Exercise prompt: Gather every line from the rows below that contains the word "board", and copy each one in full.

Input for this task:

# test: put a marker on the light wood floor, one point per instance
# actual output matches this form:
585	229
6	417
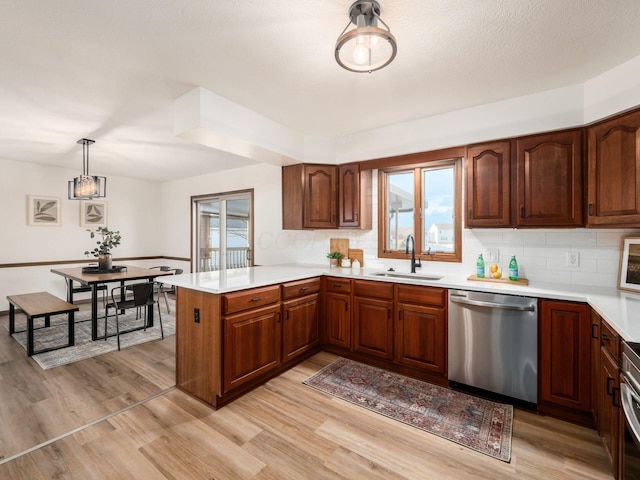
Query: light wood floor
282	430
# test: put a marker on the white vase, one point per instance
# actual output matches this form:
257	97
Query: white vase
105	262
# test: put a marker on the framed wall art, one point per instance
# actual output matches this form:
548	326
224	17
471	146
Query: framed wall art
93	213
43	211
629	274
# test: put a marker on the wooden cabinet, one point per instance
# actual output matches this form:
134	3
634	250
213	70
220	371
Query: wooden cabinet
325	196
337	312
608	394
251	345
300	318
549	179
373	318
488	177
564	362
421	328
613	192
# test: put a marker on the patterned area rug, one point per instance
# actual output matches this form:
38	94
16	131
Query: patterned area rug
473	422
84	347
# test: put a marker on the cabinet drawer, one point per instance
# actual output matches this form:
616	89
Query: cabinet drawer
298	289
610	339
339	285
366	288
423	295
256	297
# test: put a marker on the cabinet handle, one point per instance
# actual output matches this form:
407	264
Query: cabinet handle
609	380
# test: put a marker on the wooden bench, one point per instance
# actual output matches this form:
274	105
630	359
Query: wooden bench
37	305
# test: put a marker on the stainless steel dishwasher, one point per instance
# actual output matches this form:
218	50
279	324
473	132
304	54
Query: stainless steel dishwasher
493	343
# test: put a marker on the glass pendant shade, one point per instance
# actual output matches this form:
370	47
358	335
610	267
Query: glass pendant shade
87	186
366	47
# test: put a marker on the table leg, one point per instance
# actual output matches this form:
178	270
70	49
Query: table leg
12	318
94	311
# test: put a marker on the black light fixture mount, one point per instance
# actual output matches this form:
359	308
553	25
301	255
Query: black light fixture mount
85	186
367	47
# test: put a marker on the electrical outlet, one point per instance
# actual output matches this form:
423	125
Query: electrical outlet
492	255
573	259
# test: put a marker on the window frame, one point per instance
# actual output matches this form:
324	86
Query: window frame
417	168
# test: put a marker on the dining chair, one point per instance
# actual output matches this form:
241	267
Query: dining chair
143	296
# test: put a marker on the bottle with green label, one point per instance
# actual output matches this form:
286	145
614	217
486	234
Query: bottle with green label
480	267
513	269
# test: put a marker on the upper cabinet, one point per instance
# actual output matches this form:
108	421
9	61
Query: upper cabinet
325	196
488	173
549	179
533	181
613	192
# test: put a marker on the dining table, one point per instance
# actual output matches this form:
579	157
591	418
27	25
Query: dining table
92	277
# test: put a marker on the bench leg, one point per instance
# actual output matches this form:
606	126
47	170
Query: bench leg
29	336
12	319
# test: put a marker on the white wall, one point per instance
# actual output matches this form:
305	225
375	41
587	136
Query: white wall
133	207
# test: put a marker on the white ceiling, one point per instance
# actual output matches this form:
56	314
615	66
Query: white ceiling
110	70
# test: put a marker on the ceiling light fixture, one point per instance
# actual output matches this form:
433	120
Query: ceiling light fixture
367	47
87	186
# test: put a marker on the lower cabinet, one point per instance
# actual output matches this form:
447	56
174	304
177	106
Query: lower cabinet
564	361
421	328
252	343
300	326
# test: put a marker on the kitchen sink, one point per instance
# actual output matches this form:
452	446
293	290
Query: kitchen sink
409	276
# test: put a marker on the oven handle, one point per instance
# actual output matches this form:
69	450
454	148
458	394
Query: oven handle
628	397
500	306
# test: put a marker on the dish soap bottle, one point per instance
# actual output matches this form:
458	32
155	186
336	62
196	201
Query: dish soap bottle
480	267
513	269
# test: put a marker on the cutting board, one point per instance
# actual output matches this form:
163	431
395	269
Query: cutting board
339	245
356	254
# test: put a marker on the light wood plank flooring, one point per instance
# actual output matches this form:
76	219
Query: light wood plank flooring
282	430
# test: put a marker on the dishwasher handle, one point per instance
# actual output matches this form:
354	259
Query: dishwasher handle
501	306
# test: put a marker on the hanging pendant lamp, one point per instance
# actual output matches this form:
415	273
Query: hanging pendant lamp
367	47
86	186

---

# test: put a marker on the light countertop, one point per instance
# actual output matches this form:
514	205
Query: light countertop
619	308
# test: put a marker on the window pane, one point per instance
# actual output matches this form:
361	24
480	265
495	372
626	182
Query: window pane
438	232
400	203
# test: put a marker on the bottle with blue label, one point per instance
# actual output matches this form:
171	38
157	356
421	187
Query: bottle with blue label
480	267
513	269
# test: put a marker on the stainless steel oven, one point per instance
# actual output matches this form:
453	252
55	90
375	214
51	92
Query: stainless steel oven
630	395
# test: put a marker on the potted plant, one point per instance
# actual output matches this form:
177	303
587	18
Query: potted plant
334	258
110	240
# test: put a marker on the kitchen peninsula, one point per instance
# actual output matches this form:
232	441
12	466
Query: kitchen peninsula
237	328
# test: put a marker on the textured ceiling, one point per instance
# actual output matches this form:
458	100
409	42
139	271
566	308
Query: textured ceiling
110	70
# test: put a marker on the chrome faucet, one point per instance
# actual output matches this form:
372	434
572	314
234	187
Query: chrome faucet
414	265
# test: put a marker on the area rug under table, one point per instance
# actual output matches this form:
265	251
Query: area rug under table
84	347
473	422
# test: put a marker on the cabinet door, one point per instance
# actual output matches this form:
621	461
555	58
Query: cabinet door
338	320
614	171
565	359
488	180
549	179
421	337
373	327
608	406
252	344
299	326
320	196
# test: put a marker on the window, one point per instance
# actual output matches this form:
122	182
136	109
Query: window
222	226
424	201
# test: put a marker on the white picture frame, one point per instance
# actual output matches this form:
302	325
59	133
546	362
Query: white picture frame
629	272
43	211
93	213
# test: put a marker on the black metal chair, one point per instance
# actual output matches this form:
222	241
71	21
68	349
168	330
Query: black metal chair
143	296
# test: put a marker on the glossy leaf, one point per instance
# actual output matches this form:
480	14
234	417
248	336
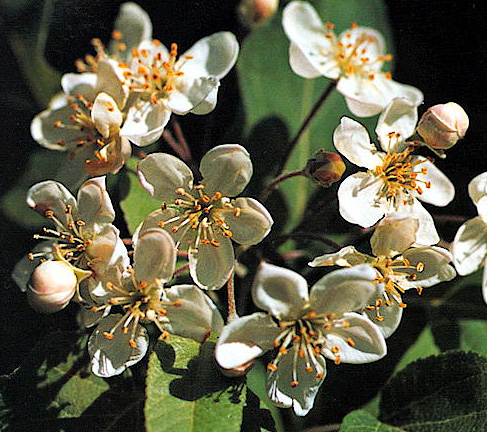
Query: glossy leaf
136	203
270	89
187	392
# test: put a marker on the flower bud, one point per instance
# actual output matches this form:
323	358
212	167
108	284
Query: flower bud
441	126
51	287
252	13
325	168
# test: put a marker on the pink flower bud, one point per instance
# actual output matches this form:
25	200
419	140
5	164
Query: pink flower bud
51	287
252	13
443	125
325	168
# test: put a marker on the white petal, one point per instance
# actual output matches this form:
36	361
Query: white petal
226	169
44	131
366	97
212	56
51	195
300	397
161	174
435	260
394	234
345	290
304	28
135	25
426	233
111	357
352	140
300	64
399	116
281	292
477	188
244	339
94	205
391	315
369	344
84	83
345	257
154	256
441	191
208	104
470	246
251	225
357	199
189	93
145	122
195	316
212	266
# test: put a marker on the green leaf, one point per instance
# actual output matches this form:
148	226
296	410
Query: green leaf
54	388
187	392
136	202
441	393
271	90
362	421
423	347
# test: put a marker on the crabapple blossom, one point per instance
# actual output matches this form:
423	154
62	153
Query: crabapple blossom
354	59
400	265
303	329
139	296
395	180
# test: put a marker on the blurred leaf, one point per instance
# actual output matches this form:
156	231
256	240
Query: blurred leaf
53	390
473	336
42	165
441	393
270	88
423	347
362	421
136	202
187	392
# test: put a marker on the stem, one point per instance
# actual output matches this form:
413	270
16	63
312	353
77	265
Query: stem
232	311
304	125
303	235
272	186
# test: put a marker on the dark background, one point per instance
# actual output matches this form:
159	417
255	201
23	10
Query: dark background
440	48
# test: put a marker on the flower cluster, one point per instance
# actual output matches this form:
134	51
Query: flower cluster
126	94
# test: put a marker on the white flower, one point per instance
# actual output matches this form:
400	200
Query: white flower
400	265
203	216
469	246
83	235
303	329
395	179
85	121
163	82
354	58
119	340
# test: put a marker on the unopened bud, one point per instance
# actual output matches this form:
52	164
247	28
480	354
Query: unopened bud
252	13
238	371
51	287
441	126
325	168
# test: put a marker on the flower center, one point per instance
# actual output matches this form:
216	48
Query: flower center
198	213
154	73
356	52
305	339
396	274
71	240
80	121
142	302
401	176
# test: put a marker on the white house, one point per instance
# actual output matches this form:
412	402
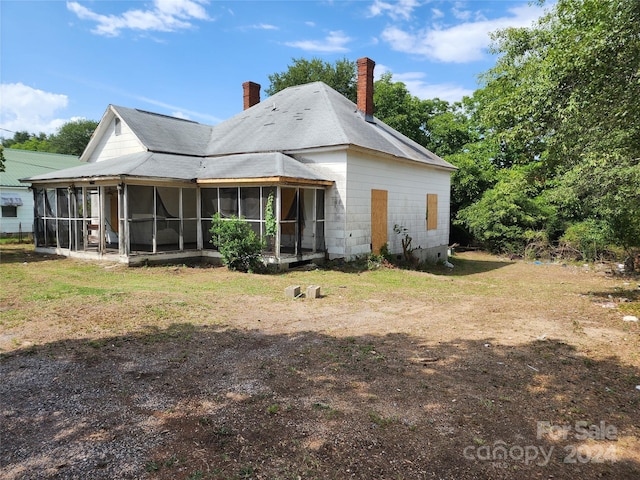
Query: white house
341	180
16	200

Output for this exercise:
# test: put a marker on the cutting board, one point per instance
Query: cutting board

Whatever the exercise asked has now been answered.